## WHAT IS BEING ASKED
Return the full listing exactly as it is written.

## EXERCISE INPUT
%%

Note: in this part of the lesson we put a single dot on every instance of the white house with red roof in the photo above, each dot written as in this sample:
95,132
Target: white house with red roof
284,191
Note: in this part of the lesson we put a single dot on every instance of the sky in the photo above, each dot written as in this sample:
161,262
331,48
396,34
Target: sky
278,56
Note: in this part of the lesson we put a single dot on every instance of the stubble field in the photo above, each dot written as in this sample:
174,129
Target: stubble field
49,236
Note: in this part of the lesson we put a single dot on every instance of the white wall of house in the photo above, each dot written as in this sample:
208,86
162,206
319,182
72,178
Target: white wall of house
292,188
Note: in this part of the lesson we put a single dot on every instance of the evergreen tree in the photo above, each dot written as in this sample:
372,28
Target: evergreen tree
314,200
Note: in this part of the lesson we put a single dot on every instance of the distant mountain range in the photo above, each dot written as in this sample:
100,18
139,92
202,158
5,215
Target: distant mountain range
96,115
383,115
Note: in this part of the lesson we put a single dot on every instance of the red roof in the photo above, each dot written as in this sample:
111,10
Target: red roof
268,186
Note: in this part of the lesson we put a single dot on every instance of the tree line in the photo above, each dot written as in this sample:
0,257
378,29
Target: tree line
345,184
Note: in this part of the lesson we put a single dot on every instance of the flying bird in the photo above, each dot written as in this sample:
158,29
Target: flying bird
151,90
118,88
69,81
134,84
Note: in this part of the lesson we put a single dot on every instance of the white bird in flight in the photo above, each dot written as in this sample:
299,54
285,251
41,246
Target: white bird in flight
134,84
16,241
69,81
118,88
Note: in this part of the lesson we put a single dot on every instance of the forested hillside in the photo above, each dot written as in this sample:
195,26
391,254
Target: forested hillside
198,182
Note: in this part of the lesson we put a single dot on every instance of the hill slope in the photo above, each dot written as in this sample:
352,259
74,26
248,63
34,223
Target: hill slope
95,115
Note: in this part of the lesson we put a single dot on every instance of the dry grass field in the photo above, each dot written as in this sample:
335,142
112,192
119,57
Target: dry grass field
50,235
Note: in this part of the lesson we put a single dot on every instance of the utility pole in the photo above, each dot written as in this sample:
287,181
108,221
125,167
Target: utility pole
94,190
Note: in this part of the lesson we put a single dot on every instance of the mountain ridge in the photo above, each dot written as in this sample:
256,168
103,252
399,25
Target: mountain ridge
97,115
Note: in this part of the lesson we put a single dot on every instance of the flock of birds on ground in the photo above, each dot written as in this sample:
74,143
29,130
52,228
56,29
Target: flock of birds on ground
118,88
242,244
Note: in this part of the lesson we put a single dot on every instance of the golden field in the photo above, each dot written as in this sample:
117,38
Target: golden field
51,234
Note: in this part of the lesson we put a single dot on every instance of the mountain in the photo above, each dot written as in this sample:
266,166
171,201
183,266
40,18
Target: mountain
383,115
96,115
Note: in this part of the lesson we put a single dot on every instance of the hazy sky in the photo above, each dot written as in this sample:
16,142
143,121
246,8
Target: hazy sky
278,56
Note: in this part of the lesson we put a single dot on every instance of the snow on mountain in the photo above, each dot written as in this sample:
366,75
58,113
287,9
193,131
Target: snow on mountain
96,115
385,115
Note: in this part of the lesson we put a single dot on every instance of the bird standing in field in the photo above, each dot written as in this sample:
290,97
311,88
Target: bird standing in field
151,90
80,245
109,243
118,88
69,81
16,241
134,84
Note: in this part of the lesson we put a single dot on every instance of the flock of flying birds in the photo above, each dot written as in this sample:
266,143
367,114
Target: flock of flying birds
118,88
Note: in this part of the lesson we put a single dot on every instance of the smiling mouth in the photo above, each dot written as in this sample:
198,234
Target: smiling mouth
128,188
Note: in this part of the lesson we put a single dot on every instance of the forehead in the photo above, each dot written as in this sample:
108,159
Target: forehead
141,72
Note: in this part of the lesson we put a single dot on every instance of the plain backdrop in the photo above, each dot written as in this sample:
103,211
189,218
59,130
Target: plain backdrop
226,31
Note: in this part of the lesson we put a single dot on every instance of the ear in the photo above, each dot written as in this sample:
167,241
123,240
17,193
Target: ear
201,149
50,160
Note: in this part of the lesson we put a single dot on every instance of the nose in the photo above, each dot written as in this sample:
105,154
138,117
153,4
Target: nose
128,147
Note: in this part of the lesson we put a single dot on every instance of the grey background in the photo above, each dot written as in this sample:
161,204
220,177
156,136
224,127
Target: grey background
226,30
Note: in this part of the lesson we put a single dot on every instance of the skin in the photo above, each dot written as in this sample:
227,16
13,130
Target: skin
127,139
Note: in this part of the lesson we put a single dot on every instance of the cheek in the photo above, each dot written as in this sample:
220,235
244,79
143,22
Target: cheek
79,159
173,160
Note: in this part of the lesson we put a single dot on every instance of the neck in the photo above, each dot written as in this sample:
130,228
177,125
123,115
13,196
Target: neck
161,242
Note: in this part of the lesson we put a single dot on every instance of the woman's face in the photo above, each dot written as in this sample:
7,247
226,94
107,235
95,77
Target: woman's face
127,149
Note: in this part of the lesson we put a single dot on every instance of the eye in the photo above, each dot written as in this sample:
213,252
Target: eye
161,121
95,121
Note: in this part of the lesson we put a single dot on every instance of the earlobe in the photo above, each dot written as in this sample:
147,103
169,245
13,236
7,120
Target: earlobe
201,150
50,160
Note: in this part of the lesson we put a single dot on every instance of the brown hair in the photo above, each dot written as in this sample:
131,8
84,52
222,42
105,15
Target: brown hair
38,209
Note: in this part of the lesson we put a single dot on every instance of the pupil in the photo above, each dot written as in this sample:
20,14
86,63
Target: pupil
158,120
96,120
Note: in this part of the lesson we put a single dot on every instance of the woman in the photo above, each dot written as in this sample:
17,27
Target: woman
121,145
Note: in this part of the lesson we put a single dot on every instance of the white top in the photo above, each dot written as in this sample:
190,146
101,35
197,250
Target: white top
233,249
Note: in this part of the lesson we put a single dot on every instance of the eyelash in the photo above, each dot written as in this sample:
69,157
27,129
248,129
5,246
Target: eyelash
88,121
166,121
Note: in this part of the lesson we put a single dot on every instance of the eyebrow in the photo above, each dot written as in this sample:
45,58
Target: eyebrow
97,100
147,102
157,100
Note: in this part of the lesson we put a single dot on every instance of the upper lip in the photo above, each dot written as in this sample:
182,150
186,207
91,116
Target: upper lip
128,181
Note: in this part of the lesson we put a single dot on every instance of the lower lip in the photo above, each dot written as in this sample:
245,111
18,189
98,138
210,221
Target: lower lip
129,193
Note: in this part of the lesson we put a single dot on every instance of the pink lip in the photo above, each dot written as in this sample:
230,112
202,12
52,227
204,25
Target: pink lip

%%

## THE RESPONSE
Note: in this part of the lesson we put a single dot on every instance of the white house with red roof in the photo above, each dot written as in this sample:
95,132
Target: white house with red roof
284,191
Note: in this part of the lesson we put a single dot on every instance of the sky in the photo above, each dot written as in this sample:
161,262
331,48
396,34
Target: sky
278,56
Note: in this part of the lesson we put a single dot on every instance of the stubble field in the photo above, each dot written as in this sample:
174,129
Target: stubble field
49,236
Note: in this part of the lesson we put a single dot on every instance of the white wall of house in the photo above, each dot written as in this sample:
208,86
162,206
319,182
72,178
Target: white wall of house
292,188
Note: in this part of the lesson we put a single dot on every instance of the evergreen tree in the photo above, each dot written as in this sample:
372,28
Target: evergreen tree
314,200
Note: in this part of the lesson we put a single dot on every instance of the distant mountain range in the photo above, each dot written as in this sample:
100,18
139,92
202,158
5,215
Target: distant mountain range
96,115
383,115
Note: in this part of the lesson we put a single dot on every instance of the red roof in the photo above, each dot written as in this sample:
111,10
Target: red roof
268,186
Note: in this part of the lesson we put a single dot on every instance of the tree line in the photo above, each dot written as in this sample:
0,257
378,29
Target: tree line
345,184
Note: in this part of the lesson we put a single dot on every instance of the flying bird in the photo above, each dot written as in this sample:
158,29
Target: flying bird
151,90
118,88
69,81
134,84
Note: in this part of the lesson we put a single dot on every instance of the white bird in flight in the photo above, each dot written as in this sample:
299,54
285,251
41,246
Target: white bird in flight
134,84
16,241
69,81
118,88
Note: in this part of the lesson we put a single dot on every instance of the forested hillside in the photo above, each dot written as in this sample:
195,26
391,254
Target: forested hillside
198,182
Note: in this part of the lesson we put a single dot on every instance of the hill slope in the photo above, each dot written as in this sample:
352,259
74,26
248,63
34,223
Target: hill slope
95,115
Note: in this part of the lesson we put a single dot on every instance of the dry grass field in the photo above, each dot written as in this sample:
335,142
112,192
119,57
Target: dry grass field
50,235
Note: in this part of the lesson we put a single dot on every instance of the utility pole in the photo above, each dot written as in this sample:
287,181
108,221
125,167
Target: utility pole
94,190
Note: in this part of the lesson we put a single dot on every instance of the mountain ridge in the photo above, each dot written as in this sample:
256,168
103,252
399,25
Target: mountain ridge
97,115
Note: in this part of the lesson we put a single dot on every instance of the flock of birds on ground in the photo above, each dot written as in this sample:
74,143
29,130
52,228
56,29
Target: flock of birds on ground
118,88
242,244
Note: in this part of the lesson we put a single dot on every instance of the golden field in the photo above, each dot written as in this sample:
117,38
Target: golden field
51,234
Note: in this part of the lesson we put a single dot on every instance of the mountain in the photo above, each dot written as in this sample:
266,166
171,201
183,266
40,18
Target: mountain
383,115
96,115
Note: in this part of the lesson we put a single dot on every instance of the hazy sky in the photo above, each dot written as in this sample:
16,142
143,121
246,8
Target: hazy sky
278,56
Note: in this part of the lesson we put a single dot on every instance of the snow on mountain in the photo above, each dot written as in this sample:
366,75
58,113
287,9
193,131
Target: snow on mountain
96,115
385,115
Note: in this part of the lesson we put a single dot on every instance of the bird standing in field in the photo above, each dot written as in this sample:
290,97
311,88
Target: bird standing in field
151,90
80,245
109,243
118,88
69,81
16,241
134,84
Note: in this part of the lesson we put a single dot on every instance of the flock of flying birds in the photo above, each dot written as in this sample:
266,143
367,114
Target: flock of flying birds
118,88
Note: in this part of the lesson we put a single dot on every instance of the smiling mouth in the photo above, each dot written as in this sample:
198,234
Target: smiling mouth
128,188
Note: in this part of the lesson we put a single dot on every instance of the forehead in the photo above, each dot written as in this sample:
108,159
Target: forehead
141,72
Note: in this part of the lesson we put a single dot on every instance of the plain backdrop in the photo above, each dot written as in this sample:
103,211
189,218
59,130
Target: plain backdrop
226,31
Note: in this part of the lesson we put a single dot on every instance of the ear in the photo above, each dot written as in this sample:
167,241
123,240
17,193
Target: ear
201,149
50,160
Note: in this part of the lesson we put a single dot on every instance of the nose in the photo above, each dot written as in this sample:
105,154
138,117
153,4
Target: nose
128,147
Note: in this part of the lesson we put a single dot on every instance of the grey background in the photo above, each dot written as in this sample:
161,204
220,177
156,136
224,127
Target: grey background
226,30
Note: in this part of the lesson we put a single dot on every instance of the skin in the photo above, each dot written as in this sample:
227,16
13,130
Target: skin
127,139
Note: in this part of the lesson we put a single dot on every instance of the cheek in the photo above, each dot written as in this sample:
220,235
244,79
143,22
Target: cheek
79,159
173,160
Note: in this part of the lesson we put a single dot on every instance of the neck in the photo above, each dot written as in this sample:
130,228
177,125
123,115
13,196
Target: neck
161,242
Note: in this part of the lesson we put a single dot on every instance of the woman's face in the photo above, each dot written as in this sample:
7,247
226,94
107,235
95,77
Target: woman's face
127,149
Note: in this part of the lesson we put a single dot on every instance of the eye in the photo above, each dot written as in this sample:
213,252
Target: eye
161,121
95,121
Note: in this part of the lesson we put a single dot on every instance of the earlobe in the photo above, each dot written as in this sample:
147,103
169,245
13,236
7,120
Target: earlobe
201,150
50,160
Note: in this part of the lesson we put a single dot on every instance of the brown hair in the photo above, each dot written as in this sample:
131,8
84,52
222,42
105,15
Target: brown hair
38,209
Note: in this part of the lesson we put a single dot on every instance of the pupil in the photo above, each dot written as in this sample:
20,14
86,63
Target: pupil
158,120
96,120
Note: in this part of the lesson we put a single dot on every instance of the woman in the photo above, each dot written as in this sample:
17,27
Target: woman
121,145
Note: in this part of the lesson we put a single dot on every instance of the white top in the photo above, each dot written as in this sample:
190,146
101,35
197,250
Target: white top
233,249
Note: in this part of the lesson we put a single dot on every instance of the eyelash in the photo above, each dot written as in this sample:
69,157
27,129
248,129
5,246
Target: eyelash
88,121
166,121
Note: in this part of the lesson we put a single dot on every instance of the eyebrow in the photo above, each dot written as in this sample:
45,58
Target: eyebrow
97,100
147,102
157,100
Note: in this part of the lesson we put a single dot on every instance of the upper lip in the photo above, each dot written as in this sample:
182,150
186,207
91,116
Target: upper lip
128,181
Note: in this part of the lesson we put a single dot on every instance of the lower lip in the photo above, each dot written as in this sample:
245,111
18,189
98,138
210,221
Target: lower lip
129,193
Note: in this part of the lesson we put a single dot on every instance of the pink lip in the photo above, each dot written as in this sample:
230,112
202,12
52,227
204,25
Target: pink lip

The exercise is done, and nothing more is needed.